## Teks Bacaan
..............................

Karena sudah melewati beberapa waktu untuk berpikir dan mencari ide, waktu juga sepertinya sudah larut malam, adik dan ibuku juga sudah pada tertidur pulas dan masih ada satu tugas kuliah yang harus kuselesaikan untuk besok pagi dikumpul ke Dosen, akhirnya kuputuskan untuk karya tulis mungkin bisa dilanjut besok saja setelah aku menyelesaikan kuliah.

 

Mulai Menulis

Waktu telah berganti pagi, suara ayam berkokok terdengar dari kejauhan menjadi pertanda untuk mengawali aktivitas hari ini. Seperti biasanya, tepat pukul 08.00 WITA aku mengikuti kelas perkuliahan secara online melalui HP, memang sih seperti kebanyakan mahasiswa di luar sana, kuliah online ini dinilai kurang efektif.

Sama halnya kalau sudah berbicara mengenai aktivitas pembelajaran di organisasi yang kuikuti, ilmu yang kudapat masih kurang rasanya, namun apalah boleh buat jika surat edaran kebijakan pemerintah sudah berbicara dan membatasi kita dalam hal bertemu sapa. Setelah dua jam berlalu, kuliahku akhirnya selesai.

Sesuai dengan niatku tadi malam, setelah kuliah ini, aku harus membuat karya tulis untuk Washilah. “Dek, minjam abang minjam Laptopmu yah,” teriakku ke Adikku. “Buat apa bang ?” tanya Adikku. Sepertinya adikku ini ragu untuk meminjamkan laptopnya ke abangnya sendiri.

..............................

## Cuplikan Data
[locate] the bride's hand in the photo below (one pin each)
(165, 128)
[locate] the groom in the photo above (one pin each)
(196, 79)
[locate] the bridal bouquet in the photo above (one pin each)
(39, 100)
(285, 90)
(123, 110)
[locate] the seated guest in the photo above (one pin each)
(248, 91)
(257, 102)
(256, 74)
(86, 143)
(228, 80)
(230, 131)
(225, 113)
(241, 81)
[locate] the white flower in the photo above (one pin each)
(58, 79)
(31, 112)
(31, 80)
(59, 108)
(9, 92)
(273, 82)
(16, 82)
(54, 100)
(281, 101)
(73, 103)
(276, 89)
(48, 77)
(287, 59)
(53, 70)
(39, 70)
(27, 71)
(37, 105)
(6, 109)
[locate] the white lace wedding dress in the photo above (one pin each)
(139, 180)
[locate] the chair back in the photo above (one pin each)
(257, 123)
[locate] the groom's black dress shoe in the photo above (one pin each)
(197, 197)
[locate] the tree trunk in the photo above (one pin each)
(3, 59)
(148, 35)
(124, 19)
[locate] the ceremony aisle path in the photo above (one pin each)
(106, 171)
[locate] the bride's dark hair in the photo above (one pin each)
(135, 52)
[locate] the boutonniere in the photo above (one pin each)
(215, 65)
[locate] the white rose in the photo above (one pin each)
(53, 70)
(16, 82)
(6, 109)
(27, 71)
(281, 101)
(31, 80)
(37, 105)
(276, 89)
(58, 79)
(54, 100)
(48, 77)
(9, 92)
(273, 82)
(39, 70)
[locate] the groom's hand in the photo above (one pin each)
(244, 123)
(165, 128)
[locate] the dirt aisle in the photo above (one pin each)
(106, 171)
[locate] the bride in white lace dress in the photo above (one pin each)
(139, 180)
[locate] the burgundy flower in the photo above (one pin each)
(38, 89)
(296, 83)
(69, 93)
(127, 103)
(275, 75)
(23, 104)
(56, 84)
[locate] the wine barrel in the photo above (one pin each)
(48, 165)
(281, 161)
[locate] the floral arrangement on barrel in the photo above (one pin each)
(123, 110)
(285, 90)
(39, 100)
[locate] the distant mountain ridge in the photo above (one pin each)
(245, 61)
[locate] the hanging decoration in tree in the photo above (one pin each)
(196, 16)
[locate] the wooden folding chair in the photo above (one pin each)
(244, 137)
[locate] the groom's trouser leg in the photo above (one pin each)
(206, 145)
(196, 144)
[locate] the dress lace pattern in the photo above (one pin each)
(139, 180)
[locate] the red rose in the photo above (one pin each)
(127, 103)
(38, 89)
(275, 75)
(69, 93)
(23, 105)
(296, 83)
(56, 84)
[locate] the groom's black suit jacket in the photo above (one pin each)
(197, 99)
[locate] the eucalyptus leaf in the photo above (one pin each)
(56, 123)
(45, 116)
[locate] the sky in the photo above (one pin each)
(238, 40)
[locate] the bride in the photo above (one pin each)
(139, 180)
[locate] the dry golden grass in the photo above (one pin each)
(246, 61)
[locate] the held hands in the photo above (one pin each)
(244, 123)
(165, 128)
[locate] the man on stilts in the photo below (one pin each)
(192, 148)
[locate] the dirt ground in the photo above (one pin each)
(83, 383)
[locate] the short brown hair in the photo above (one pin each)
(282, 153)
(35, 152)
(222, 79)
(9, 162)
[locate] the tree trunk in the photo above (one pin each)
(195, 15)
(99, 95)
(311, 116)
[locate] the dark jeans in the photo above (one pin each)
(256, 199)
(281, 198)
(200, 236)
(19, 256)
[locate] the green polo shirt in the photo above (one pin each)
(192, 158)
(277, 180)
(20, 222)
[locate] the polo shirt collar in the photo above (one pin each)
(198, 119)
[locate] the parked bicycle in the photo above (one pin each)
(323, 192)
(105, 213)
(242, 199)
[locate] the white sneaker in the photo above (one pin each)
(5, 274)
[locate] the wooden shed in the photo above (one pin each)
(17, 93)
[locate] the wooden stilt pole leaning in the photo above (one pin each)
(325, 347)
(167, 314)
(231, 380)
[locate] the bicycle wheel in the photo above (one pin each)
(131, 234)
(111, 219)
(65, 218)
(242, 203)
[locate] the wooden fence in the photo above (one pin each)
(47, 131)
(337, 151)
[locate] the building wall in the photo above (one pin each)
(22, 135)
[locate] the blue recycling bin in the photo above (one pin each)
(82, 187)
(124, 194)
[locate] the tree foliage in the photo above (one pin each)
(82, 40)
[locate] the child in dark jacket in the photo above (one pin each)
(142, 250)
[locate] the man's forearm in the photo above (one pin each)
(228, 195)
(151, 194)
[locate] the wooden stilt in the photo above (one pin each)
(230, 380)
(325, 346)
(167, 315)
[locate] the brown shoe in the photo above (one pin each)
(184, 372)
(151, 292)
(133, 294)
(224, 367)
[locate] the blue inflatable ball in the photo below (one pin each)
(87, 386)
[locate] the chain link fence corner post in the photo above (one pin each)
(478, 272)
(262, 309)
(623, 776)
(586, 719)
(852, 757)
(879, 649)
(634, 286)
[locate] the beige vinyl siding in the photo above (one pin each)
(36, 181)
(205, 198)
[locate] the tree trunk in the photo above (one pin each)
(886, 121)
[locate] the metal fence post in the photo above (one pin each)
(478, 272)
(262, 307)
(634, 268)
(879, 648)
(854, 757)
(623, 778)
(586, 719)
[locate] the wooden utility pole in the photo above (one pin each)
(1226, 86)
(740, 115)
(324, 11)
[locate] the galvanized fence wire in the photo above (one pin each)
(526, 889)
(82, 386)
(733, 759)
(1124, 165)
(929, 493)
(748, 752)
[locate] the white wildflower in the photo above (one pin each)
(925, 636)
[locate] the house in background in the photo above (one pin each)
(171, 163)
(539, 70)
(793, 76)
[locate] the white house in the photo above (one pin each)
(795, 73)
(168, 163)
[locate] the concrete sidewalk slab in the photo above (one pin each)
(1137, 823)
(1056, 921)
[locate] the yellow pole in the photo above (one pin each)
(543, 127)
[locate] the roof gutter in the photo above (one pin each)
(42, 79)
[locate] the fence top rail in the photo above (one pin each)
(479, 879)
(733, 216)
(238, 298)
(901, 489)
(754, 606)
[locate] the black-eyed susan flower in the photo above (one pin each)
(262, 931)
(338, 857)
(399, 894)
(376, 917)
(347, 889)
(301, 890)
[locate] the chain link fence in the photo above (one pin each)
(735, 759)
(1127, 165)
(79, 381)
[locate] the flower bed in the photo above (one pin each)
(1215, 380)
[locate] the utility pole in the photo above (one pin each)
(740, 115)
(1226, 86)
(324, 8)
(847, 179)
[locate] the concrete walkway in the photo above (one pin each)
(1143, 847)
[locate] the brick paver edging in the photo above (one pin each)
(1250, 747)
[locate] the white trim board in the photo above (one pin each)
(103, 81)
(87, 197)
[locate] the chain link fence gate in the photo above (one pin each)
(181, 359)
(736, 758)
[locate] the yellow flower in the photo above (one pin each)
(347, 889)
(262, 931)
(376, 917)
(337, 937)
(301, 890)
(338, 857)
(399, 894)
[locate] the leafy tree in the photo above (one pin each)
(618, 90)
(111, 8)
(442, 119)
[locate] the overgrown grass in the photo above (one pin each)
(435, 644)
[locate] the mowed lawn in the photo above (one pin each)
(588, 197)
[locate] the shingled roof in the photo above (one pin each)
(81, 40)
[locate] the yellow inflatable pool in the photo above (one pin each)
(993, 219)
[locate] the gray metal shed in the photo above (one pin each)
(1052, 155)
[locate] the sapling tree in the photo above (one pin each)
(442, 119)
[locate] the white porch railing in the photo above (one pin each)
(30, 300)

..............................

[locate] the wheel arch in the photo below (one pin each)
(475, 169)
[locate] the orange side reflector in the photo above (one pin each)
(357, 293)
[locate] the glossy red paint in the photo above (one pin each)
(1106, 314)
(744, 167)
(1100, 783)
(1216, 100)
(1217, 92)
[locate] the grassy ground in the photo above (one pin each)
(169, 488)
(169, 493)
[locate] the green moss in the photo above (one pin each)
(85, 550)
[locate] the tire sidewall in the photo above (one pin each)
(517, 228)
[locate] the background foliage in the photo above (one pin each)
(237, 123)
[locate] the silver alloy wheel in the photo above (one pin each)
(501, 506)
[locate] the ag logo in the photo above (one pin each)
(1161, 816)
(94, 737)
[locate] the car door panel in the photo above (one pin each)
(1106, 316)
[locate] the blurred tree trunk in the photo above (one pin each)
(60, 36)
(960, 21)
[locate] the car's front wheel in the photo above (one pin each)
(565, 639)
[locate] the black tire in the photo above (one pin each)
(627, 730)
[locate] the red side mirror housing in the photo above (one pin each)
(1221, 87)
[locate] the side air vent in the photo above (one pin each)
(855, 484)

..............................

## Soal 1
Dari teks bacaan, sebutkan semua ungkapan yang menunjuk bagian hari (pagi atau malam) atau jam tertentu.
## Soal 2
Jawablah pertanyaan berikut berdasarkan teks bacaan.
(a) Pukul berapa penulis mengikuti kelas perkuliahan online, dan melalui perangkat apa?
(b) Berapa lama kuliah itu berlangsung sampai selesai?
(c) Untuk siapa penulis harus membuat karya tulis?
## Soal 3
Salin bagian teks bacaan mulai dari "Karena sudah melewati" sampai dengan "dinilai kurang efektif.".

## Jawaban Lengkap 1
- larut malam
- besok pagi
- pagi (dalam "Waktu telah berganti pagi")
- pukul 08.00 WITA
- tadi malam

## Jawaban Lengkap 2
(a) Pukul 08.00 WITA, melalui HP.
(b) Dua jam.
(c) Untuk Washilah.

## Jawaban Lengkap 3
Karena sudah melewati beberapa waktu untuk berpikir dan mencari ide, waktu juga sepertinya sudah larut malam, adik dan ibuku juga sudah pada tertidur pulas dan masih ada satu tugas kuliah yang harus kuselesaikan untuk besok pagi dikumpul ke Dosen, akhirnya kuputuskan untuk karya tulis mungkin bisa dilanjut besok saja setelah aku menyelesaikan kuliah.

 

Mulai Menulis

Waktu telah berganti pagi, suara ayam berkokok terdengar dari kejauhan menjadi pertanda untuk mengawali aktivitas hari ini. Seperti biasanya, tepat pukul 08.00 WITA aku mengikuti kelas perkuliahan secara online melalui HP, memang sih seperti kebanyakan mahasiswa di luar sana, kuliah online ini dinilai kurang efektif.